:: TEXTE FOURNI ::

- - - - -

La multinationale en question, qu’on aura identifiée comme étant Uber, ne nie pas se livrer à du lobbying. Mais elle estime faire preuve de « transparence » dans la démarche, traduite entre autres par l’achat d’espaces dans la presse nationale pour communiquer essentiellement sur la question des emplois que pourrait permettre de créer sa plate-forme.

Et Heetch dans tout ça ? Teddy Pellerin estime que sa start-up, qui exploite une « solution de mobilité nocturne », s’est retrouvée prise « au milieu du conflit taxis – VTC » au moment où celui-ci prenait de l’ampleur.

Depuis lors, la jeune pousse active principalement en Île-de-France maintient que les pouvoirs publics se fourvoient en assimilant son offre à un uberPOP et en considérant par là même qu’il est soumis à l’arrêté no 015-00526 du 25 juin 2015 – lequel porte réglementation de l’activité de transport routier de personnes en région parisienne ; pour creuser le sujet, voir notre article « Heetch essaie de décoller l’étiquette uberPOP ».

Des chatons et des tigres

Bien qu’il se dise « ravi d’en parler in extenso », Thibaud Simphal se garde bien, dans la pratique, de revenir sur le cas uberPOP, qui lui a valu une sanction en correctionnelle pour pratique commerciale trompeuse, complicité d’exercice illégal de la profession de taxi et délits relatifs à la conservation de données personnelles.

Il remet plutôt sur la table le rôle de l’État… et ses contradictions : « Quand on crée la Halle Freyssinet [méga-incubateur fondé sous la houlette de Xavier Niel, ndlr], on doit se dire que l’objectif est d’en faire sortir des tigres ; pas des petits chatons tout gentils qui ne vont jamais rien faire ».

Difficile de ne pas faire le lien avec le tollé qu’avait suscité, début juin, ce journaliste américain qui, de retour d’un voyage de presse « French Tech » organisé par l’agence gouvernementale Business France, avait déclaré que l’écosystème français manquerait d’ambition.

Pour résumer son propos, les jeunes pousses ne seraient bonnes qu’à être rachetées tôt ou tard par de grands groupes ; alors qu’aux États-Unis, on se demande qui sera « le nouveau Google » perturbant l’équilibre établi.

Cette vision d’un univers figé, acquis à des « dinosaures », n’a pas fait consensus, y compris au sein de la presse américaine. Mais celle-ci a perçu, dans la réaction des acteurs de la French Tech, le reflet, sinon d’une culpabilité, tout du moins d’une incertitude.

De la responsabilité

Pour Thibaud Simphal, ça ne coûte pas grand-chose de généraliser : « Dès qu’une start-up grossit, il se passe, en Europe, des choses qu’on ne voit pas ailleurs ».

- - - - -

:: ENSEMBLE DE LIGNES ::
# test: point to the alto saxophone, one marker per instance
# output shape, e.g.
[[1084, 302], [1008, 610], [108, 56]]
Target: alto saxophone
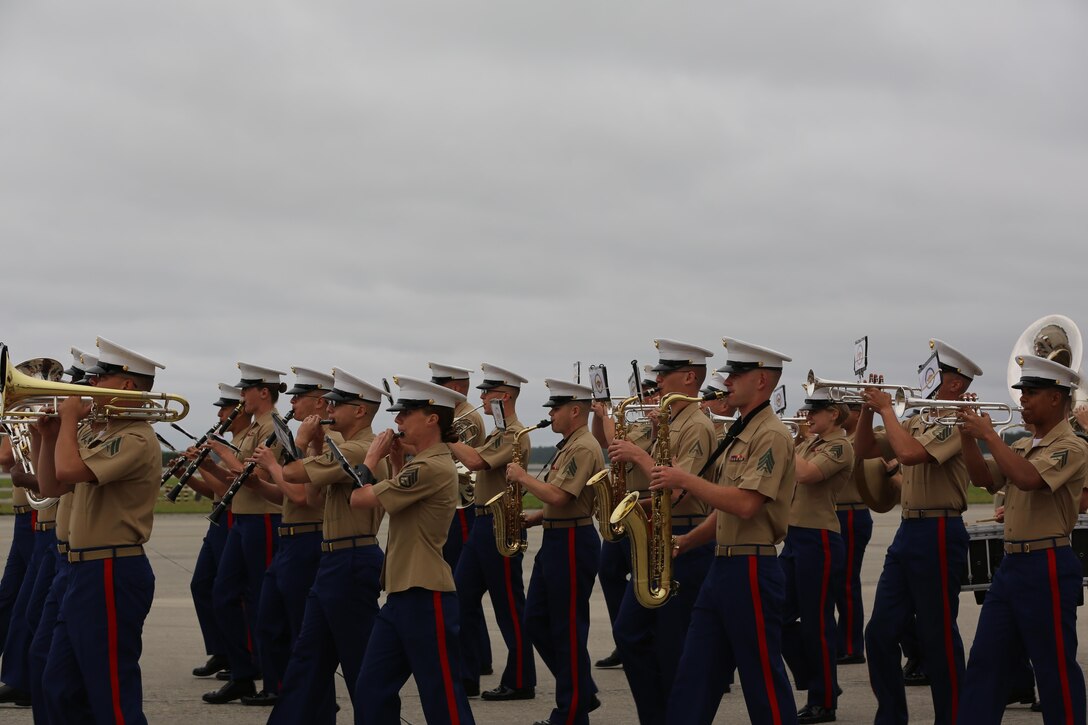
[[506, 506], [609, 484], [652, 538]]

- - - - -

:: CONSIGNES ::
A – Recopiez toutes les lignes, demandes comprises, en mettant à l'échelle les coordonnées des points donnés en réponse (pas celles de l'exemple de format) : multipliez-les par 1,3 et arrondissez à l'entier le plus proche, les demis vers le haut. Laissez les images hors de votre réponse.
B – Reprenez le texte sur Uber et Heetch après sa dernière phrase et poursuivez-le.
Les lignes n'ont aucun lien avec le texte.

:: RÉPONSES PAR TÂCHE ::
A –
# test: point to the alto saxophone, one marker per instance
# output shape, e.g.
[[1084, 302], [1008, 610], [108, 56]]
Target: alto saxophone
[[658, 658], [792, 629], [848, 699]]

B –
Laurent Grandguillaume eût sans doute modéré cette conclusion, lui qui souligne, sur son blog, que l’expression « économie collaborative » renferme différentes réalités, « de la start-up qui innove et qui s’inscrit dans une dynamique collaborative à la multinationale qui se développe sur la base de schémas d’optimisation fiscale et qui veut imposer un monopole sectoriel ».

Pascal Terrasse se montre moins incisif. Non sans souligner les « bonnes relations » qu’il entretient avec Uber, le député affirme que l’État « doit se poser comme un outil qui accompagne les plates-formes […], sans octroyer d’avantage concurrentiel à l’une ou l’autre » (une référence à la plate-forme Le.Taxi, qui apporte aux exploitants de taxis agréés un système de géolocalisation ?).

Il rappelle cependant que ce schéma suppose un principe de « loyauté » des plates-formes, sur la base d’obligations fiscales et d’une responsabilité sociale, à l’heure où l’économie collaborative crée des emplois parfois occasionnels et précaires, non sans en détruire, particulièrement dans les fonctions intermédiaires.

Avec ou sans franchise ?

Face à ces enjeux de paupérisation et de dumping social, le rapport Terrasse suggère de renforcer la convergence des régimes de protection des salariés et des travailleurs indépendants : portabilité des droits sur le compte personnel d’activité (CPA), mobilisation de la validation des acquis de l’expérience (VAE), facilitation de l’accès au crédit…

L’article 60 de la loi Travail du 8 août 2016 introduit des dispositions dans ce sens. Sous certaines conditions, les plates-formes ont à charge la formation professionnelle des travailleurs indépendants et les frais de l’assurance qu’ils souscrivent pour couvrir les risques d’accident du travail. Leur est aussi accordé le droit d’entrer dans un « mouvement de refus concerter de fournir leurs services » sans engager leur responsabilité contractuelles.

Sur le volet fiscal, Pascal Terrasse est favorable, à l’instar d’autres rapporteurs en Europe et au sein de l’OCDE, à l’instauration d’un régime reliant la base d’imposition à l’endroit où les multinationales génèrent leurs profits. Il suggère par ailleurs que les plates-formes aient l’obligation de transmettre à l’administration fiscale les revenus dégagés par leurs utilisateurs.

Ce point a été abordé lors de l’examen de la loi « pour une République numérique ». Mais l’article 23 quater, qui en était l’objet, n’a pas passé le cap de la commission mixte paritaire après la première lecture au Sénat. Le 23 quinquies, qui instaurait une franchise de 5000 euros sur les revenus issus de l’économie collaborative, a été retiré « mécaniquement ».

Des emplois, mais lesquels ?

Pour Pascal Terrasse, il est important de viser large : « On ne peut pas répondre à une exigence propre à Uber sans toucher aux autres métiers », explique-t-il, en mentionnant l’exemple des agriculteurs qui travaillent pour une collaborative.

L’élu socialiste reconnaît néanmoins qu’il faudra savoir établir une exception pour les jeunes plates-formes, auxquelles « on ne peut pas demander une contribution immédiate ».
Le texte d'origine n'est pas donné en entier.